- **TO DO**
A. Name every type of exhibition that the year-end reflection says the writer took part in during 2025.
B. Echo the year-end reflection word for word, starting at "While I spend" and ending at "few days ago.".
C. Answer these questions using the year-end reflection:
(i) How many paintings did the writer sell in 2025?
(ii) How much money did the writer make from personal work in 2025?
(iii) What happened to the writer's social media following?

- **SOURCE EXTRACT**
On the weird freedom of not selling anything

2025 is almost at an end, and I don't know about you, but for me this time of the year is always a period in which I do a sort of inventory of what's been going on, especially as far as my work as an "aspiring Artist/Oilpainter" is concerned. So let's do just that: What's been going on in the last 12 months?

-In 2025 I got the chance to participate in more exhibitions—privately organized ones, group shows in galleries, larger art fairs—than I have in the last 4-ish years of me trying to become a full-time oil painter. I more than doubled my social media following (it is still modest for sure, but I choose to look at it doubling instead of the actual number, haha).

-In 2025 I sold exactly one small painting.

-In 2025 I made around 250€ from my personal work.

Devastating, right? Yep, absolutely. I am going to be completely honest here: the sheer amount of people, both "art professionals" (artists and gallerists, etc.), who gave me an overwhelming amount of positive feedback for my work, paired with the fact that I am not able to sell pretty much ANYTHING, has been one of the harshest experiences of my life, and I am not even close to being over it.

BUT

I am starting to get there.

How?

While I spend a lot of time breaking my brain about what I've done wrong (because OF COURSE I immediately have to go to the place where I ask myself where I have failed as a person, a grown-up man, a soon-to-be father and husband, and so on—sure, bring all of that on), I had this weird realization just a few days ago.

Commercially I failed, but I still painted. It never even really occurred to me to stop painting. Sure, I questioned the direction I was going in, if I should make more "pleasing" work and all of that stuff, but I never thought about not painting, and I never stopped doing it. As a matter of fact, I do believe that I created some of my best work so far this year.

- **LISTED ENTRIES**

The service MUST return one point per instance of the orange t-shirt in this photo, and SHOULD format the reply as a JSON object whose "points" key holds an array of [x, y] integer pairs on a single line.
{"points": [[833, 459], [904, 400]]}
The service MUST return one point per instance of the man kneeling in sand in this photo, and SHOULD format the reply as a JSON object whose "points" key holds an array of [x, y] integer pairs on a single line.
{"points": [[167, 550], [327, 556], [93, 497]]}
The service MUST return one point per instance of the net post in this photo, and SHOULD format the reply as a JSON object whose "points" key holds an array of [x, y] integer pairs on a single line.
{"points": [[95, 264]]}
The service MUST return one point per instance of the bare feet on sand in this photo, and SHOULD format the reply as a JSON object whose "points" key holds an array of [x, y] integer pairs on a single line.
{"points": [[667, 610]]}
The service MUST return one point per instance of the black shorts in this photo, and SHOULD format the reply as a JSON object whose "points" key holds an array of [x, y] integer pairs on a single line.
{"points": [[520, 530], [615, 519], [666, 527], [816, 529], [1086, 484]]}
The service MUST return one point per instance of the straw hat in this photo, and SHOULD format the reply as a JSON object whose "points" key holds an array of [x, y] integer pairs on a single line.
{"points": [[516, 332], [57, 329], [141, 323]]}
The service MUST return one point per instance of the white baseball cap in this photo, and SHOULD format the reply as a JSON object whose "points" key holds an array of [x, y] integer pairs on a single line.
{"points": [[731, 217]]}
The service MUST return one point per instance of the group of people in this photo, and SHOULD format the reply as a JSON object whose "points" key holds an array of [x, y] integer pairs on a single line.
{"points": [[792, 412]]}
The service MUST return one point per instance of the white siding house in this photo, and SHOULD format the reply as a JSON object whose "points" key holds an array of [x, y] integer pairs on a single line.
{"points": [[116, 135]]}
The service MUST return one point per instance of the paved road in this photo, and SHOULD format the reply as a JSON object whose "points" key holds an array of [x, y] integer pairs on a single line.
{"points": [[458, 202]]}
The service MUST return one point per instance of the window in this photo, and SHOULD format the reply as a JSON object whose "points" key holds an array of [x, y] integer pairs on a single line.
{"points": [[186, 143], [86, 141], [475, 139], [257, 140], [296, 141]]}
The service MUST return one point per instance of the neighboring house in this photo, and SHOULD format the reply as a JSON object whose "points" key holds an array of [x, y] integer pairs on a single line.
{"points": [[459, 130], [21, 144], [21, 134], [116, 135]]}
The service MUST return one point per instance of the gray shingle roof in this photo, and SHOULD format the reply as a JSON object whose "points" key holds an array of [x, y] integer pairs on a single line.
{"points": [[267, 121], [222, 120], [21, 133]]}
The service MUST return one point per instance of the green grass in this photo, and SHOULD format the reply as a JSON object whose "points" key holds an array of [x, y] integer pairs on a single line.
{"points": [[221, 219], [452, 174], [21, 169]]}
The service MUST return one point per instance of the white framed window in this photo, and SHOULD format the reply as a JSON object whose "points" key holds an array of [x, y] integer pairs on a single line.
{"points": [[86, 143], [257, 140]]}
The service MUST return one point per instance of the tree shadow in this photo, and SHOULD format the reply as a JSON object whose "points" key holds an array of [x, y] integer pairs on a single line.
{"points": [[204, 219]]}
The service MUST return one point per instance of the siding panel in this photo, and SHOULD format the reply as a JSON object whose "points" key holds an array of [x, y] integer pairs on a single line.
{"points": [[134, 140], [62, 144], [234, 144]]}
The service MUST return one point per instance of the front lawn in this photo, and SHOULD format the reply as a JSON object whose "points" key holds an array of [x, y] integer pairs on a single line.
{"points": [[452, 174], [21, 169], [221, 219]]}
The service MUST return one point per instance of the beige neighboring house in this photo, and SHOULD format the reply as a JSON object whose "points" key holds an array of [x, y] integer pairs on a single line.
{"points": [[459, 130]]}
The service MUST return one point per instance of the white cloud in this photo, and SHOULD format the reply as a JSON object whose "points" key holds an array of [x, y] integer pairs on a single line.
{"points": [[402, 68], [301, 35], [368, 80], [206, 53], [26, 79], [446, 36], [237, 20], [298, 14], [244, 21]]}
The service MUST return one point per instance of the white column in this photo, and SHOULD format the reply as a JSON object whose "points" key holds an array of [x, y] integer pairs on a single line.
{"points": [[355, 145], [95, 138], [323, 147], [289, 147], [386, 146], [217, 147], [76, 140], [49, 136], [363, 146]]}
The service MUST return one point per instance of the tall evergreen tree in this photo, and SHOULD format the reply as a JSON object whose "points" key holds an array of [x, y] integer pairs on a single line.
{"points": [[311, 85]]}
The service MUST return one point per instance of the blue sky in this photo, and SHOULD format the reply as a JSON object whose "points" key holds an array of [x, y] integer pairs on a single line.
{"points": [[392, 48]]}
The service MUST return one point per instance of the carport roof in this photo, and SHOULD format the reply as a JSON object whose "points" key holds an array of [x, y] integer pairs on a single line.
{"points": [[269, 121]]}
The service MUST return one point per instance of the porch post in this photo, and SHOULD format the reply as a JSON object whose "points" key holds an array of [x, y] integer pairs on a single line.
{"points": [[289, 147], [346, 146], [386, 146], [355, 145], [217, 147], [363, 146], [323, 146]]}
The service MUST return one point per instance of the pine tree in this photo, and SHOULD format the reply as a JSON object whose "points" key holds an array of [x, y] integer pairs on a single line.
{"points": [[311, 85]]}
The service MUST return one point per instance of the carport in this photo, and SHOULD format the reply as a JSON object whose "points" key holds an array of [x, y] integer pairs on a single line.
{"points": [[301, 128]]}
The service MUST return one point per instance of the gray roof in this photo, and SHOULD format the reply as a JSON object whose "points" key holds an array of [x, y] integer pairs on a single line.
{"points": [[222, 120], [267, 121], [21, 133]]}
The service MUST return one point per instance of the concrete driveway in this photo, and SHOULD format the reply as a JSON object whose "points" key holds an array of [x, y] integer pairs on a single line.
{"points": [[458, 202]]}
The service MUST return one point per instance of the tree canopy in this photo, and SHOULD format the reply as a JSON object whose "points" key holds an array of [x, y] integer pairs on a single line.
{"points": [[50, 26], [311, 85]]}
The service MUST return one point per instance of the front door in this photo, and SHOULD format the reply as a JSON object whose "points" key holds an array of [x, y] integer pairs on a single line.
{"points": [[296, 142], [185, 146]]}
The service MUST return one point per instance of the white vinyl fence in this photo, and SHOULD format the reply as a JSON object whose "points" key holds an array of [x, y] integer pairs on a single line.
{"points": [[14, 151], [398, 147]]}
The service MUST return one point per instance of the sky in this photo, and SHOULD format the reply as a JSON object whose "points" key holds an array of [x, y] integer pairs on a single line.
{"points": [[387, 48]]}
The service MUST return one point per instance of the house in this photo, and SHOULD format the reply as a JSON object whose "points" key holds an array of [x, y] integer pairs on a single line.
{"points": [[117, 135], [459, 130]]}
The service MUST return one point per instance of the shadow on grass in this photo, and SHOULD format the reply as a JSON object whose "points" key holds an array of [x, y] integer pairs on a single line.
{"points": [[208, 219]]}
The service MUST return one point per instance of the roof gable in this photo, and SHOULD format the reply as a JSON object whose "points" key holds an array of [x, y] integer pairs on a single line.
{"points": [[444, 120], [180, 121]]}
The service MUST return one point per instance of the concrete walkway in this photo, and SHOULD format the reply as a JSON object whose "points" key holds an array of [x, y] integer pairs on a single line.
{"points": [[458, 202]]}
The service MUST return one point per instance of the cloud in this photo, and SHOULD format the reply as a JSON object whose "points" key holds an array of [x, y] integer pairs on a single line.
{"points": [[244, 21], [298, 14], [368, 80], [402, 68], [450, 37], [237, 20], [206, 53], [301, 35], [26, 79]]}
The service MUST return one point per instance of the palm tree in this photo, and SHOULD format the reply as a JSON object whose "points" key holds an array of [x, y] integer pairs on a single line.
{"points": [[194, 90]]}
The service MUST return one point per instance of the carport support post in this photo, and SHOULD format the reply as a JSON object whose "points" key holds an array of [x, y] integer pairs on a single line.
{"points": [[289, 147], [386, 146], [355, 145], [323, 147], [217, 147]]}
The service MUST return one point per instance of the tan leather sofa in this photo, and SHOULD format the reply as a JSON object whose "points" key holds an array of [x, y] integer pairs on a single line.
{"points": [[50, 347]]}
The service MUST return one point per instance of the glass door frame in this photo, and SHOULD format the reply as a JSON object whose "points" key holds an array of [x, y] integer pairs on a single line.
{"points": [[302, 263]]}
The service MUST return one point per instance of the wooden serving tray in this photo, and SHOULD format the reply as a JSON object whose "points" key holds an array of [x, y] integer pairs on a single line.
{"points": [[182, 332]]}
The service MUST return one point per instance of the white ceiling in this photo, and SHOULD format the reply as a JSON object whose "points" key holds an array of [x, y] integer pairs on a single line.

- **SOLUTIONS**
A.
- Privately organized exhibitions
- Group shows in galleries
- Larger art fairs

B.
While I spend a lot of time breaking my brain about what I've done wrong (because OF COURSE I immediately have to go to the place where I ask myself where I have failed as a person, a grown-up man, a soon-to-be father and husband, and so on—sure, bring all of that on), I had this weird realization just a few days ago.

C.
(i) Exactly one small painting.
(ii) Around 250€.
(iii) It more than doubled.